__The problem__
Carry on the essay about chance in neuronal behavior, picking up after its final sentence.

__Provided passage__
◆ ◆ ◆ ◆

Throughout my fortunate education, I've endeavored to cultivate as accurate an image - in my mind's eye - as possible, to help portray the turbulent realities of our cellular interactions. The heuristics popularly employed to communicate such concepts did the job intended, but failed dramatically at imparting even an approximation of what really must be going on. The 'lock-and-key' analogy for receptor-ligand interactions, or even the Hodgkin-Huxley model of the neuron - all of which are tremendous milestones in human understanding - are purely heuristics, and aren't even intended to provide anything more than a heuristic might provide. With a somewhat unorthodox tool - psychedelic spatial suggestively, coupled with graphic depictions - the chimp has made personal strides in enhancing these heuristics, and he'd like to take this opportunity and share this image with whomever might be interested.
This gorgeous video may help illustrate the fragile depictions I'm considering: http://www.youtube.com/watch?v=Mszlckmc4Hw
A while ago, I proudly wrote a little entry entitled Serendipitous Lessons from Psychedelic Side-Effects, a sort of manifesto that I still readily embrace. One element, however - arguably the central thrust of the entry - was an appreciation for the fragile and seemingly choreographed dynamics between neurochemical participants. A "beautiful biochemical ballet". This image, however elegant & romantic, is not the image that's survived years of subsequent exposure to cellular studies. Rather, our nervous system is more similar to a game of roulette or pinball; chance, it seems, plays too significant a role in our neurons' behavior to be neglected in favor of a more aesthetically pleasing image of a graceful dance. Accordingly, our honorable attempts at defining which sedative is 'the best', or identifying the 'more euphoric' psychedelics/stimulants - are inevitably folly.

◆ ◆ ◆ ◆

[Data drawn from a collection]
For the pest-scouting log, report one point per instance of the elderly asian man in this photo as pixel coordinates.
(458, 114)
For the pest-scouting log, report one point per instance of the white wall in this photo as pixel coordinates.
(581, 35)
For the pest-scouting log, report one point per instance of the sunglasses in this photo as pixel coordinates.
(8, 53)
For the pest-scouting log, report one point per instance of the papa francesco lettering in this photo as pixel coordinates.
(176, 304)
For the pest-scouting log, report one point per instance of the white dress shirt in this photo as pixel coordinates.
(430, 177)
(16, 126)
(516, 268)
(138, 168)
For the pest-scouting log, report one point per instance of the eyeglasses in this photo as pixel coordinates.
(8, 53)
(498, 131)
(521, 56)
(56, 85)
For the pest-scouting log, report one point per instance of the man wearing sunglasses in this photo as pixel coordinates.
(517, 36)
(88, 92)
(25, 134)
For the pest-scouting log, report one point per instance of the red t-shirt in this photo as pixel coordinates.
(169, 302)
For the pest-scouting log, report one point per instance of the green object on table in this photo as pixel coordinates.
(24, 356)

◆ ◆ ◆ ◆

__Written response__
The human nervous system is a bricolage of interacting systems - a mishmash of processes that evolved out of chance. The interactions between them are elegant and complex, and have permitted humans to be the single most adaptive organism in the history of the known universe. It's important to maintain, however, that these systems weren't designed to function as they do - they were simply the most successful alternative at the time, the most adaptive. Accordingly, nervous system function is rarely optimal. For example, there's a distinct difference between editing a book while reading to one's-self compared to reading aloud; different brain regions are recruited for the different processes - and reading aloud literally connects disparate brain regions that wouldn't have otherwise been capable of interacting (auditory language processes to subcortical language processes). In all reality, the systems are a mess. We strive daily to compensate for the fact that our primate nervous systems evolved to hunt and gather cooperatively, not necessarily to accommodate the panoply of stressors comprising modern life. We've done a damn good job, too.
Everything changes. Fast. Too fast to follow, really. And though things seem to remain the same, and our consciousness relatively stable - this is merely a testament to the resiliency of our redundant neurophysiology, and NOT to its precision. People regularly make mistakes; mistakes in judgments, beliefs, and perceptions are an intimate component of the human experience - in fact, homo sapiens would never have even appeared without rare mistakes in genetic replication. Chance, mistakes, uncertainty - these are the unquantifiable features of our daily experiences that seem crucial in coloring the qualitative aspects of consciousness. In short, it's quintessentially human to err.
There is a continuous criticism of the neurosciences - namely, of the ability to grapple with the truly interesting questions of human consciousness. Will we ever be able to generate a neurophysiological model for something as intangible, unquantifiable, and subjective as consciousness? This conversation obligatorily recruits participants from disparate disciplines; cognitive & cellular neuroscientists, philosophers, psychologists, computer engineers & programmers, linguists, cybernetic researchers, genetic researchers, and heaps of others have contributed significantly to an extremely convoluted conversation of the human mind. While it may be clear where my allegiances lie, I've found this dialogue to be largely fruitless - and tends to dance around potentially productive issues with analogies and sub-optimally intuitive thought experiments. Don't get me wrong; talking about consciousness is almost always fun, regardless of the inevitability of no absolute conclusions. However, given the significance of unpredictable chance - expressed even at sub-molecular levels - why even try to localize consciousness to certain circuits? What would be the benefit, if it were even possible? In my opinion (as well in the opinion of my most respected peers), consciousness can't be anything but an emergent property of our patchwork nervous system - presenting a spectrum of complexity rather than a threshold designating conscious or not.